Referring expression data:

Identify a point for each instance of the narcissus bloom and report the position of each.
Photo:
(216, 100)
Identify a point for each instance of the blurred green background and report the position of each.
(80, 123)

▶ [Aim of the exercise] Return the data exactly. Include every record.

▶ [Response to this exercise]
Identify a point for each instance of the narcissus bloom and report the position of each.
Photo:
(216, 100)
Identify a point for each instance of the blurred green background and report the position of each.
(80, 123)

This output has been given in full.